Repeat exactly the lines that run from the one containing "Question. Mark every instance of the brown curry" to the end of the data, and leave out all others.

(Point annotation records)
>> Begin

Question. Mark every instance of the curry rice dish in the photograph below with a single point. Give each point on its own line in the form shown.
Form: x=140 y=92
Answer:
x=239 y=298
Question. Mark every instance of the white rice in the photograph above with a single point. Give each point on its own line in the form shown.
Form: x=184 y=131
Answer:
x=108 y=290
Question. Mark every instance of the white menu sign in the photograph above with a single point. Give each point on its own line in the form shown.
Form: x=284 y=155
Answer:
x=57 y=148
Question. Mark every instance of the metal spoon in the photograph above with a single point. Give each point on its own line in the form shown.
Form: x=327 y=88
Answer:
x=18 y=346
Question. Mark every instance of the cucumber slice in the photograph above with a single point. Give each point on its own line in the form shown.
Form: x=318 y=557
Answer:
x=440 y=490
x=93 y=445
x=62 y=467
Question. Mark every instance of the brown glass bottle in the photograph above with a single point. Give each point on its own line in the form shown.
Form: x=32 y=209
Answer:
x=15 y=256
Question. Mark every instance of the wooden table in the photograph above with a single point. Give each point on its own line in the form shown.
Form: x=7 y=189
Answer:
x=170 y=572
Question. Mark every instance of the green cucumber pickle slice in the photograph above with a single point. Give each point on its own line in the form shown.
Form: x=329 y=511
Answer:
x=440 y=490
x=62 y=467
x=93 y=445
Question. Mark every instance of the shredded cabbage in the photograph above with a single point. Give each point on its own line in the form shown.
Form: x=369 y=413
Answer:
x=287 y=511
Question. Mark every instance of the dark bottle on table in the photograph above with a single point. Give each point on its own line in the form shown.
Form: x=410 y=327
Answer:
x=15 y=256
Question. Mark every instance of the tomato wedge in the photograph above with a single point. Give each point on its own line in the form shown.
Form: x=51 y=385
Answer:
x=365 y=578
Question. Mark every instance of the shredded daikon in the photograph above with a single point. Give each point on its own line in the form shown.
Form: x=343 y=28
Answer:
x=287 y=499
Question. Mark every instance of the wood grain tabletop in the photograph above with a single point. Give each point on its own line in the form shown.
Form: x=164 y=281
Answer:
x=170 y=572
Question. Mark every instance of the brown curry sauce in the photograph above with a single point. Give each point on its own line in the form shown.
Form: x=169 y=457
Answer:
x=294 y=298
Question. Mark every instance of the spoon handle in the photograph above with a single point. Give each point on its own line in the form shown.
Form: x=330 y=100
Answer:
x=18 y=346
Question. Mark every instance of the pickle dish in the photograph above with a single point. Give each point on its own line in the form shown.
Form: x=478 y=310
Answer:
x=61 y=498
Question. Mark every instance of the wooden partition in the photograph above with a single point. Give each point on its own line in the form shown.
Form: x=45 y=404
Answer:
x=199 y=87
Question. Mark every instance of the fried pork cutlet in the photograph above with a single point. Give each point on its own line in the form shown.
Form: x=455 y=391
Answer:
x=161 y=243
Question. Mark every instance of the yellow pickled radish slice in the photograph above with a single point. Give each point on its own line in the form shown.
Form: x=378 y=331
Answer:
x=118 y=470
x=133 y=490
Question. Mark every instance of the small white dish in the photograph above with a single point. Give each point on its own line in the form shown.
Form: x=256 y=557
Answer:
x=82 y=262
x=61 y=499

>> End

- RESULT FOR THIS EXERCISE -
Question. Mark every instance of the brown curry sauce in the photograph above with a single point. Give each point on its own line in the form shown.
Form: x=169 y=457
Answer:
x=294 y=298
Question. Mark every instance of the spoon handle in the photograph above with a single point. Give each point on its own line in the form shown.
Form: x=330 y=100
Answer:
x=18 y=346
Question. Mark every instance of the pickle dish in the photograph above with a single point. Give each point on its own line in the form shown.
Form: x=478 y=310
Answer:
x=61 y=498
Question. Mark every instance of the wooden partition in the photograph above with a single point. Give each point on its own line in the form shown.
Form: x=45 y=404
Answer:
x=199 y=87
Question. Mark every instance of the fried pork cutlet in the photograph above with a single point. Give each point on its own line in the form shown.
Form: x=455 y=391
Answer:
x=161 y=243
Question. Mark every instance of the yellow pickled radish slice in the photograph above with a single point. Give each point on its own line in the form shown.
Form: x=378 y=331
Answer:
x=118 y=470
x=133 y=490
Question. Mark every instance of the small white dish in the photograph above with a single point. Give each point on its own line in the form shown.
Form: x=256 y=557
Answer:
x=82 y=262
x=61 y=499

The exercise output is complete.